■ INSTRUCTIONS TO FOLLOW
Your task is to extract the lines from the one holding "If you could pin the duck in" through the end of the material. Set them down exactly and add nothing.

■ DATA PROVIDED
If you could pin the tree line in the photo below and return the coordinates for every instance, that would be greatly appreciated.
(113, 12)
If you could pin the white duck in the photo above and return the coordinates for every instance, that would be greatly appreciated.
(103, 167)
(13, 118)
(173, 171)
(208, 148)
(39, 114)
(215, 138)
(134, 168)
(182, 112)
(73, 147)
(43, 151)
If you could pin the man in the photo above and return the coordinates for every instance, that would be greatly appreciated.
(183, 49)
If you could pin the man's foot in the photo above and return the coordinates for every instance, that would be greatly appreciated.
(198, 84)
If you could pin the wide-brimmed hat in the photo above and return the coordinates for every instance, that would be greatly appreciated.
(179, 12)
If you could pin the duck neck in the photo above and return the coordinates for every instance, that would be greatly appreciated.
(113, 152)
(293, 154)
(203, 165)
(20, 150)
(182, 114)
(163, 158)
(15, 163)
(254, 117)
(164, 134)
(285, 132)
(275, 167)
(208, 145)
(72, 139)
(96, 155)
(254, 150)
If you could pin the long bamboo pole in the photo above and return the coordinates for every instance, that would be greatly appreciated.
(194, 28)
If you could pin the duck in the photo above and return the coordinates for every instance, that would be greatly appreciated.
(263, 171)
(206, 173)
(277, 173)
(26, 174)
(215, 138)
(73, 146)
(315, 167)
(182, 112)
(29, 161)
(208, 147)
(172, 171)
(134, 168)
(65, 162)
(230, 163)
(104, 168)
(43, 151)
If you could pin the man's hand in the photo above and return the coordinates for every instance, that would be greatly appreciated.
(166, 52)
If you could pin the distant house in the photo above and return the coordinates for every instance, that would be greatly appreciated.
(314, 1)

■ OUTPUT OF THE EXERCISE
If you could pin the duck in the photo above and return the coordinates for every instance, that would be greatly appreciated.
(263, 171)
(206, 173)
(277, 173)
(26, 174)
(215, 138)
(73, 146)
(315, 167)
(182, 112)
(29, 161)
(208, 147)
(172, 171)
(134, 168)
(65, 162)
(230, 163)
(104, 168)
(43, 151)
If you could pin the man's hand in the photo above and return the coordinates for every instance, that would be greatly appreciated.
(166, 52)
If you could pin the distant house in the photo above and return the coordinates for every instance, that would be greatly appreciated.
(314, 1)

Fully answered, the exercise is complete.